_Dataset entries:_
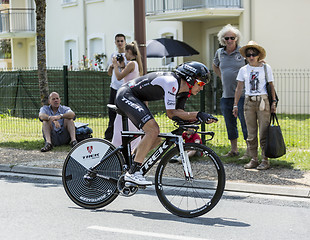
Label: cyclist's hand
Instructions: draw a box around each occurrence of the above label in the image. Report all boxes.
[196,112,218,124]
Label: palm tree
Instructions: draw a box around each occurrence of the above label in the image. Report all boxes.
[35,0,49,105]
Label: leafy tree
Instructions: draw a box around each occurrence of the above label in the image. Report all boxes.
[35,0,49,105]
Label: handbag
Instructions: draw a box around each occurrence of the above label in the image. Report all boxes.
[265,113,286,158]
[264,64,279,107]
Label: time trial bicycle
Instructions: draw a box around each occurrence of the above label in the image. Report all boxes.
[62,105,225,218]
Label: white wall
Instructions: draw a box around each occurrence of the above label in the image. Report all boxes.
[46,0,135,68]
[242,0,310,69]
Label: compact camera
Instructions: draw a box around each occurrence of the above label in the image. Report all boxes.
[116,53,124,62]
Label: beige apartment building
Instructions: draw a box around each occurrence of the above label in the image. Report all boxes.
[0,0,309,113]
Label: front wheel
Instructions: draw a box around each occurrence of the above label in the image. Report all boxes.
[62,138,124,209]
[155,143,225,218]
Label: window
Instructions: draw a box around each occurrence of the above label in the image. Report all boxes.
[88,36,106,70]
[62,0,78,7]
[89,38,103,60]
[161,34,175,67]
[0,0,10,4]
[63,0,76,3]
[0,39,11,59]
[64,40,77,69]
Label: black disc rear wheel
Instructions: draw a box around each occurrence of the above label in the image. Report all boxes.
[62,138,123,209]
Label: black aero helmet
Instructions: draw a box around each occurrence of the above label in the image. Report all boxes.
[175,61,210,86]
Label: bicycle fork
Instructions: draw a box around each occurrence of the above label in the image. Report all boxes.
[177,136,194,180]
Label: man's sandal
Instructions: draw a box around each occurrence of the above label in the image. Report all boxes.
[70,140,78,148]
[41,142,53,152]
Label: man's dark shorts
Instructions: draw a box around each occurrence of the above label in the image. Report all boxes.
[43,127,71,146]
[115,85,154,129]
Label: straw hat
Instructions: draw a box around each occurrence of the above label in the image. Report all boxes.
[239,40,266,60]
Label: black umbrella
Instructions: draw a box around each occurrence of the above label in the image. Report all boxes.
[146,38,199,58]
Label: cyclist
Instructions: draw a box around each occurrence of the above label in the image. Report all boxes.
[115,61,218,185]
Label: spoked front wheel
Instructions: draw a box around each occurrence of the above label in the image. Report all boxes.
[155,143,225,218]
[62,138,124,209]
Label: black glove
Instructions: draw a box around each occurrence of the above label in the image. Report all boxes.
[196,112,218,123]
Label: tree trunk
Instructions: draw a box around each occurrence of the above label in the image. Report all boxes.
[35,0,49,106]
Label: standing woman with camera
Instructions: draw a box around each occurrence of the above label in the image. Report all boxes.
[112,41,143,148]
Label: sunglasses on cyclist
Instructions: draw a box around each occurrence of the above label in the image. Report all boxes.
[224,37,236,41]
[246,53,259,57]
[195,79,206,87]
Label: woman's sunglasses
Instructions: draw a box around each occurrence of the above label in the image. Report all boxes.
[246,53,259,57]
[224,37,236,41]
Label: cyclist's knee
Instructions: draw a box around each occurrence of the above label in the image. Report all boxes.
[143,120,160,137]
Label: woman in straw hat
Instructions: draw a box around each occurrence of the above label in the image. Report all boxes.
[233,41,277,170]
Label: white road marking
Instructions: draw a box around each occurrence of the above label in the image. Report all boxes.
[88,226,210,240]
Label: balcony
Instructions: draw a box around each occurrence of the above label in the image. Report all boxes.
[0,8,36,38]
[146,0,243,21]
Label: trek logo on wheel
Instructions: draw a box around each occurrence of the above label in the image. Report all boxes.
[82,145,99,160]
[87,146,93,154]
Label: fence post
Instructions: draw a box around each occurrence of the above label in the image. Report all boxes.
[200,88,206,144]
[63,65,69,106]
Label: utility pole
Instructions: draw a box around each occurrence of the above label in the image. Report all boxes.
[134,0,147,74]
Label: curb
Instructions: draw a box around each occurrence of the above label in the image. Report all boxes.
[0,164,62,177]
[0,164,309,199]
[225,181,310,198]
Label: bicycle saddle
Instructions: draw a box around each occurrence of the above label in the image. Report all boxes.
[107,104,126,116]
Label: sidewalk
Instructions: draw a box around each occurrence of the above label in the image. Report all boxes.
[0,147,309,198]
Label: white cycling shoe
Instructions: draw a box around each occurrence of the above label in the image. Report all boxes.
[124,171,152,186]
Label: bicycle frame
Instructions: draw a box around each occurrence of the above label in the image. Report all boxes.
[88,114,215,181]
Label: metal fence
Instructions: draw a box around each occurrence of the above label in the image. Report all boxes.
[0,67,309,149]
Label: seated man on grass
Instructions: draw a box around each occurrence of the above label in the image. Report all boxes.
[39,92,77,152]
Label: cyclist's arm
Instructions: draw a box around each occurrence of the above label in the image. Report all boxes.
[166,109,198,121]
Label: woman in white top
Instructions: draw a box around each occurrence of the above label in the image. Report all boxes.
[233,41,277,170]
[112,41,143,149]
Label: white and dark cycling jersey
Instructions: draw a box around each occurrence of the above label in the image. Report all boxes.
[115,72,188,129]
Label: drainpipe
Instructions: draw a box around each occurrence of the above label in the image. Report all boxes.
[82,0,87,58]
[249,0,252,39]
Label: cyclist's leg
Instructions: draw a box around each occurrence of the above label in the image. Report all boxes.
[124,120,160,185]
[134,119,161,164]
[115,86,159,185]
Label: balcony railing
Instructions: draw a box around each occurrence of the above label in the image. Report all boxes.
[0,8,35,33]
[146,0,242,15]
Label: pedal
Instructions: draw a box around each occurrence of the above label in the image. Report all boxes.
[125,181,148,189]
[125,182,138,188]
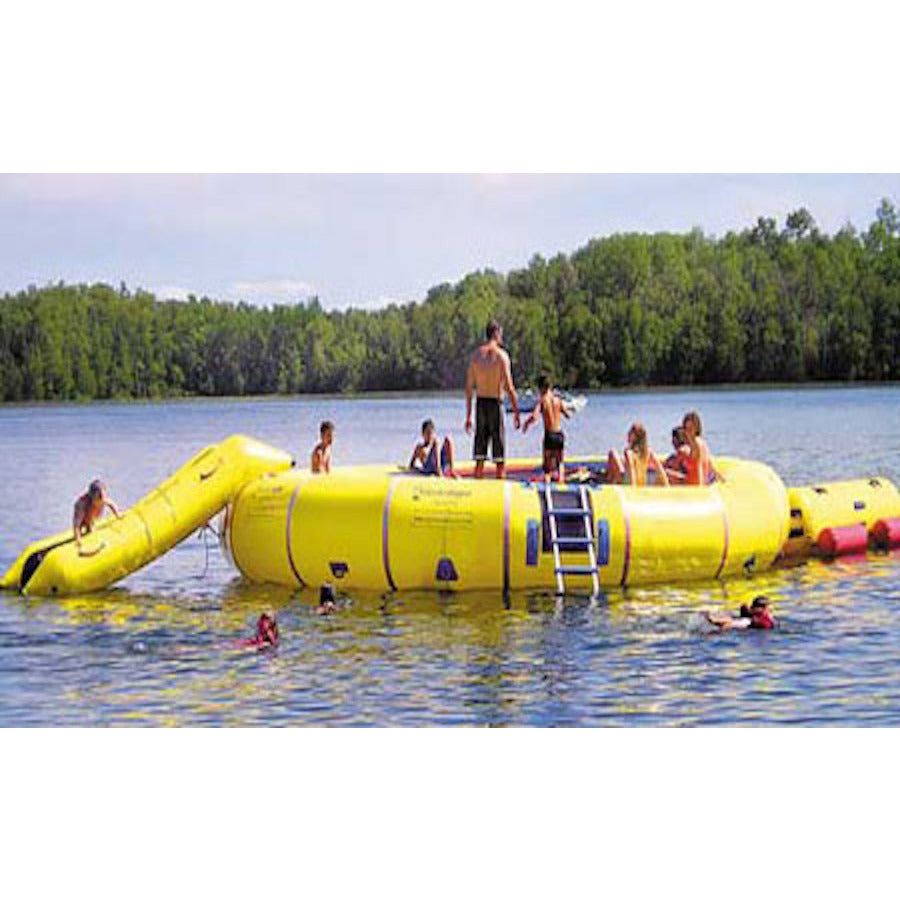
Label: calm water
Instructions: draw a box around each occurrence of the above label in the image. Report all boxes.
[1,386,898,726]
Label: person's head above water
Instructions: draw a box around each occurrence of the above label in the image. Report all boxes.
[749,596,775,628]
[537,372,551,394]
[485,320,502,344]
[421,419,436,440]
[87,480,107,503]
[255,613,278,645]
[320,420,334,444]
[683,410,703,437]
[672,426,687,450]
[318,584,338,615]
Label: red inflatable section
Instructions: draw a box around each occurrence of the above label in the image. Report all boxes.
[817,523,869,558]
[871,517,900,549]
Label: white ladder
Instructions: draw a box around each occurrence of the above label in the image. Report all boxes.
[545,483,600,599]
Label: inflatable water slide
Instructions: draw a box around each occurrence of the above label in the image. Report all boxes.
[0,435,293,596]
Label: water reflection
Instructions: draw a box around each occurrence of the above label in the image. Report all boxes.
[2,551,897,726]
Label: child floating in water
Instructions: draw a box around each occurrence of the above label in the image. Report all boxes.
[607,423,670,487]
[73,479,121,554]
[705,596,776,630]
[409,419,457,478]
[235,613,279,649]
[311,420,334,474]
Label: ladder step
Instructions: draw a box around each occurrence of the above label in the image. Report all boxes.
[555,565,599,576]
[547,508,590,518]
[552,536,593,548]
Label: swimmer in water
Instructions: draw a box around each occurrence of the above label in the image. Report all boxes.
[236,613,279,649]
[705,596,776,630]
[73,479,121,554]
[317,584,338,615]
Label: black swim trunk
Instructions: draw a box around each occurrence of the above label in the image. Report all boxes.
[474,397,505,462]
[543,430,565,472]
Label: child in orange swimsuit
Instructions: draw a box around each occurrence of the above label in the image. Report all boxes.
[681,410,724,485]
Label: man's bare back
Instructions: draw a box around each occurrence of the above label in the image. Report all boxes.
[468,342,511,400]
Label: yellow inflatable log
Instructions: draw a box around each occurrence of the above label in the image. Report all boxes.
[224,456,790,593]
[1,434,293,596]
[784,477,900,555]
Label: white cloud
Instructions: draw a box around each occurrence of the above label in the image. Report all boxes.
[339,295,405,311]
[153,284,195,301]
[226,279,317,305]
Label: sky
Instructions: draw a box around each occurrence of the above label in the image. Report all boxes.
[1,174,898,310]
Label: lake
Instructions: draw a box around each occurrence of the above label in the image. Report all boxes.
[1,385,898,725]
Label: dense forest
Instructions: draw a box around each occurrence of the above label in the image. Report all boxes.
[1,201,898,402]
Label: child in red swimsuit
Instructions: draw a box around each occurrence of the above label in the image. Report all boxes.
[706,596,776,630]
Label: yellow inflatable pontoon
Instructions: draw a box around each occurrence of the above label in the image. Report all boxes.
[223,456,791,594]
[784,477,900,555]
[1,434,293,596]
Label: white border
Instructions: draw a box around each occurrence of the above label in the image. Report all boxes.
[2,3,898,171]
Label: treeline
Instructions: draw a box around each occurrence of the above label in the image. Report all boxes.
[1,201,898,402]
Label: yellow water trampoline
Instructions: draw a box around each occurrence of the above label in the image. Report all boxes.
[3,437,898,597]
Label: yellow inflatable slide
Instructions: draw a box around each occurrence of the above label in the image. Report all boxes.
[0,434,293,596]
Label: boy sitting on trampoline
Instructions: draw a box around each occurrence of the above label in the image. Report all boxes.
[409,419,457,478]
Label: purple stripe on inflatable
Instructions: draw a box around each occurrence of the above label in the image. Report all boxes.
[620,492,632,587]
[382,479,398,591]
[715,494,730,580]
[285,482,304,587]
[503,482,511,595]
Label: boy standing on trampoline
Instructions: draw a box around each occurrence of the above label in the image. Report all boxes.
[522,373,570,483]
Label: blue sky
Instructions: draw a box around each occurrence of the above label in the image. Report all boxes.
[1,174,897,310]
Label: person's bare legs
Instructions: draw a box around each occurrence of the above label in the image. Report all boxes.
[557,459,565,484]
[495,461,505,480]
[442,437,458,478]
[474,459,485,479]
[607,450,624,484]
[541,449,553,484]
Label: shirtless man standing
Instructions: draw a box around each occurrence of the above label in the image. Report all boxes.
[465,321,520,479]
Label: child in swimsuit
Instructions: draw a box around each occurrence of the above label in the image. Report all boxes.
[705,596,776,630]
[664,426,690,485]
[607,423,670,487]
[311,420,334,474]
[682,410,724,485]
[234,613,279,648]
[72,479,121,553]
[409,419,457,478]
[522,373,570,483]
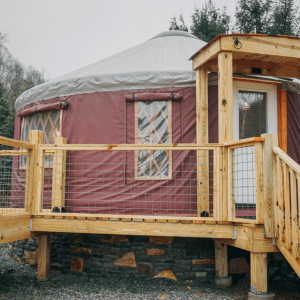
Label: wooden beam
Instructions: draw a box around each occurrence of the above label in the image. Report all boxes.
[215,240,228,277]
[262,134,278,237]
[52,137,67,212]
[193,39,220,70]
[220,35,300,61]
[28,131,43,215]
[214,226,279,253]
[224,137,265,147]
[31,219,235,238]
[0,136,33,149]
[37,234,51,280]
[196,67,209,216]
[255,142,264,224]
[207,58,300,78]
[218,52,233,144]
[250,252,268,294]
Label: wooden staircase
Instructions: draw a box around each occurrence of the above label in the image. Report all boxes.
[273,146,300,277]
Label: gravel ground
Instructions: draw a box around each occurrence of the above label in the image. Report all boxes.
[1,244,300,300]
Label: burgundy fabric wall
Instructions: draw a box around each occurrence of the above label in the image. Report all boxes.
[287,91,300,165]
[13,85,219,215]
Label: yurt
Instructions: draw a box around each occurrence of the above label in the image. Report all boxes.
[14,31,210,216]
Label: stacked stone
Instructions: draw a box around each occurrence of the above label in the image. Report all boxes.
[10,234,215,281]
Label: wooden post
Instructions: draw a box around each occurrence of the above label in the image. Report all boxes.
[37,234,51,280]
[262,134,278,237]
[218,52,233,144]
[51,137,67,212]
[255,142,264,224]
[196,66,209,217]
[215,240,228,277]
[215,240,231,287]
[26,131,43,215]
[250,253,268,294]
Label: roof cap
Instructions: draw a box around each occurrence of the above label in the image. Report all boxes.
[151,30,198,40]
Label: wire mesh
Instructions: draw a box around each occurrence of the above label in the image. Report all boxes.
[231,146,256,219]
[0,146,30,214]
[42,149,215,218]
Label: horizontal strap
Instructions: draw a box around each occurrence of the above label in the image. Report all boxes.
[125,91,182,101]
[18,101,69,117]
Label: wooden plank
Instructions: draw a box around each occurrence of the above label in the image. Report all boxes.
[86,217,98,221]
[51,137,67,212]
[272,135,279,238]
[250,252,268,294]
[196,67,209,216]
[38,212,215,221]
[0,150,28,156]
[277,156,285,242]
[222,147,228,221]
[214,240,228,277]
[227,148,234,221]
[121,218,132,222]
[31,219,236,238]
[144,219,156,223]
[283,163,292,249]
[35,145,45,215]
[262,134,275,237]
[217,147,224,221]
[0,136,33,149]
[224,137,265,147]
[273,147,300,174]
[37,234,51,280]
[213,148,219,220]
[276,239,300,277]
[255,142,264,224]
[193,39,220,70]
[40,145,220,151]
[218,51,233,144]
[220,35,300,61]
[277,84,282,149]
[30,131,43,215]
[290,170,299,258]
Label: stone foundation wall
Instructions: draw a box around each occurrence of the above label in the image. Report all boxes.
[9,234,216,281]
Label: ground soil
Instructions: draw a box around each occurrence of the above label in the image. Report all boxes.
[1,245,299,300]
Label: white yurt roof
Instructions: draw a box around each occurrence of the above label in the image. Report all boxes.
[15,30,207,111]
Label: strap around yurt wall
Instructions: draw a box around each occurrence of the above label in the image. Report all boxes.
[18,101,69,117]
[125,91,182,101]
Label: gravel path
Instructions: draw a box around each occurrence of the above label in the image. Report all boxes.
[0,244,300,300]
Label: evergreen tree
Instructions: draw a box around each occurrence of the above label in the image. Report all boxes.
[190,0,231,42]
[235,0,272,34]
[269,0,300,36]
[169,14,188,32]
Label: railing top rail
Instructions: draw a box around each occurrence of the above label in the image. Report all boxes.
[0,136,33,149]
[224,137,265,147]
[273,146,300,174]
[40,143,221,151]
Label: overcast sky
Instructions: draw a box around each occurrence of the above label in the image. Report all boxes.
[0,0,236,80]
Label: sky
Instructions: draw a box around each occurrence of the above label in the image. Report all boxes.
[0,0,236,80]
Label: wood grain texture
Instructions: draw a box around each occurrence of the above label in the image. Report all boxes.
[215,240,228,277]
[37,234,51,280]
[250,252,268,293]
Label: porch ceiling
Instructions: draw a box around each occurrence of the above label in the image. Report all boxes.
[192,34,300,79]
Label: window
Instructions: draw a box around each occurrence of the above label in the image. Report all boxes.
[239,91,266,139]
[135,101,172,179]
[21,110,61,166]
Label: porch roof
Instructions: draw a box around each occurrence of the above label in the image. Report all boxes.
[191,34,300,79]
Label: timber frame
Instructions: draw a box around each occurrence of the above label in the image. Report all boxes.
[1,34,300,297]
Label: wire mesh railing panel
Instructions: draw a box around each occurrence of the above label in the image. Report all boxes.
[0,146,30,214]
[41,149,215,218]
[231,146,256,220]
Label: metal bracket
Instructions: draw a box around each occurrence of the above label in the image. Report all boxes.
[233,225,237,240]
[30,219,32,231]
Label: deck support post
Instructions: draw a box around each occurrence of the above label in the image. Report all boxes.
[214,240,232,287]
[37,234,51,280]
[196,66,209,217]
[249,252,275,300]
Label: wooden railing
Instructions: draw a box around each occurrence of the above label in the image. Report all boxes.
[273,146,300,259]
[0,132,270,225]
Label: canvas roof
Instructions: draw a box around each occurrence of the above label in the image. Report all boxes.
[15,31,206,111]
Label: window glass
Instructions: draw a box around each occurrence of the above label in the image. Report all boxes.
[135,101,171,179]
[22,110,61,166]
[239,91,266,139]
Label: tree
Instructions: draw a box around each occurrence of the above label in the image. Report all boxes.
[169,14,188,32]
[269,0,300,36]
[235,0,272,34]
[190,0,231,42]
[169,0,231,42]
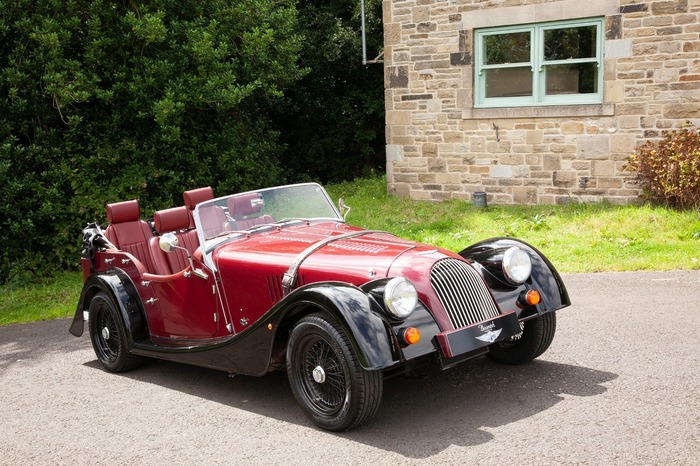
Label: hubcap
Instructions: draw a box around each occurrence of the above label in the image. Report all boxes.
[101,327,110,341]
[312,365,326,384]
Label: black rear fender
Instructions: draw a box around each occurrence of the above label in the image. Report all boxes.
[69,269,148,346]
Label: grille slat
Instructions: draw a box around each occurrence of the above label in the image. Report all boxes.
[430,258,500,329]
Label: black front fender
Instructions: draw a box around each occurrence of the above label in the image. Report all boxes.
[281,282,397,370]
[459,237,570,316]
[69,269,148,346]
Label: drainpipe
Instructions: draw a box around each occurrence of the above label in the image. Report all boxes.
[360,0,368,65]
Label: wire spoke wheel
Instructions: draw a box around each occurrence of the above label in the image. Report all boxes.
[88,292,145,373]
[300,335,348,416]
[94,303,120,362]
[287,313,382,431]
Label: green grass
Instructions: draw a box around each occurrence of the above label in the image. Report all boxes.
[0,271,83,326]
[327,176,700,273]
[2,176,699,326]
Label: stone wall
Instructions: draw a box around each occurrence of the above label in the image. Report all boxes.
[383,0,700,204]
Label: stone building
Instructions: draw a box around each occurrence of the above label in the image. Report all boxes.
[383,0,700,204]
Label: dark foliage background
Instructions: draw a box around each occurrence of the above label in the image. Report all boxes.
[275,0,385,182]
[0,0,385,283]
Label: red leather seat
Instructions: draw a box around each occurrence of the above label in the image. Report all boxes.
[104,200,156,272]
[183,186,229,239]
[148,206,199,275]
[228,193,274,230]
[183,186,214,228]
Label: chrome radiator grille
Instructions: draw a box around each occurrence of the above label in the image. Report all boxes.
[430,258,500,329]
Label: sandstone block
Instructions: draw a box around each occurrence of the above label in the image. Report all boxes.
[592,160,615,176]
[421,156,440,171]
[577,135,610,160]
[387,110,412,125]
[664,102,700,118]
[561,122,585,134]
[597,177,623,188]
[385,23,402,46]
[499,153,524,165]
[513,187,539,204]
[490,165,513,178]
[553,171,577,187]
[543,154,560,170]
[526,130,543,144]
[422,143,438,156]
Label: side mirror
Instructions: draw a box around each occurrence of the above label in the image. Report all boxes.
[338,198,351,221]
[158,233,208,280]
[159,232,179,253]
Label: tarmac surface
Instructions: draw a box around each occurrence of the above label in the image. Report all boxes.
[1,270,699,465]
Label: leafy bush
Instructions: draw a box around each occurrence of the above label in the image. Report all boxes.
[625,124,700,210]
[0,0,388,284]
[0,0,303,283]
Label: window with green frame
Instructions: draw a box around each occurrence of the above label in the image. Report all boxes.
[474,18,604,108]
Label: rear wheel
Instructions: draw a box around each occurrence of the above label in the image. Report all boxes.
[487,312,556,365]
[287,313,383,431]
[88,292,145,372]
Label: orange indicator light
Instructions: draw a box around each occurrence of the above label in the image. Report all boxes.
[402,327,421,345]
[525,290,541,306]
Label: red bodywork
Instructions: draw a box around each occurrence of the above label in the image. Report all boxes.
[213,222,460,334]
[83,220,462,342]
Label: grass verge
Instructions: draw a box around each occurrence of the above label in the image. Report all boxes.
[1,271,83,326]
[326,176,700,273]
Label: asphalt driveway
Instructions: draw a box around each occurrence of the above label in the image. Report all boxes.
[1,271,699,465]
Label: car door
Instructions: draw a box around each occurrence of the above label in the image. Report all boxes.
[142,269,222,342]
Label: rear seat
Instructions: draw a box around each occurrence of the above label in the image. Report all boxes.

_Instructions to follow:_ Pull out all lines of the data with the string "metal".

_Written response:_
Label: metal fence
Label: metal bracket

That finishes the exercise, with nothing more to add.